* **TASK GOAL**: Return exactly those lines of the material below that fall between the line holding "object | concrete wall" and the line holding "object | man's nose", inclusive.

* **SOURCE DATA**:
▬▬▬

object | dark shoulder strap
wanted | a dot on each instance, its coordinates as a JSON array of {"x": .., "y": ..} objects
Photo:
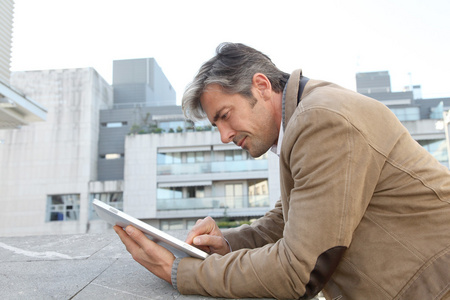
[{"x": 303, "y": 81}]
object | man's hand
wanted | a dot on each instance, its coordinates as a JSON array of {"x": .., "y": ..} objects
[
  {"x": 207, "y": 236},
  {"x": 152, "y": 256}
]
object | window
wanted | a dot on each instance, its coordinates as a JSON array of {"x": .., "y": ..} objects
[
  {"x": 258, "y": 193},
  {"x": 63, "y": 207},
  {"x": 234, "y": 195},
  {"x": 438, "y": 148},
  {"x": 112, "y": 156},
  {"x": 170, "y": 193},
  {"x": 196, "y": 192},
  {"x": 114, "y": 124},
  {"x": 193, "y": 157},
  {"x": 169, "y": 158},
  {"x": 407, "y": 114},
  {"x": 114, "y": 199},
  {"x": 233, "y": 155}
]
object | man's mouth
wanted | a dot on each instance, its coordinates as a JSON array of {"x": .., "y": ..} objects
[{"x": 241, "y": 142}]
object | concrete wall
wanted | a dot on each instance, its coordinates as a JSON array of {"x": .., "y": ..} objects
[
  {"x": 58, "y": 156},
  {"x": 6, "y": 22}
]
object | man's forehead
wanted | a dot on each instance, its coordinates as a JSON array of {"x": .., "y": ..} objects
[{"x": 213, "y": 88}]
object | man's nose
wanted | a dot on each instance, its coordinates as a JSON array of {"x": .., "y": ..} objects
[{"x": 226, "y": 133}]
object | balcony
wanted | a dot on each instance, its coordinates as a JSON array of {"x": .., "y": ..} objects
[
  {"x": 213, "y": 167},
  {"x": 213, "y": 203}
]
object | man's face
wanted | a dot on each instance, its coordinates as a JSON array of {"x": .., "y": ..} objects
[{"x": 251, "y": 128}]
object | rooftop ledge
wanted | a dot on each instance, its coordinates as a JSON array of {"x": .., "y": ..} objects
[{"x": 82, "y": 266}]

▬▬▬

* **RESULT OF THE EXERCISE**:
object | concrete wall
wanted | a dot on each instance, its coordinates as a JSON array of {"x": .., "y": ..} objects
[
  {"x": 58, "y": 156},
  {"x": 6, "y": 22}
]
object | man's forehead
wanted | a dot on each instance, its coordinates as a JSON array of {"x": .., "y": ..} objects
[{"x": 213, "y": 88}]
object | man's nose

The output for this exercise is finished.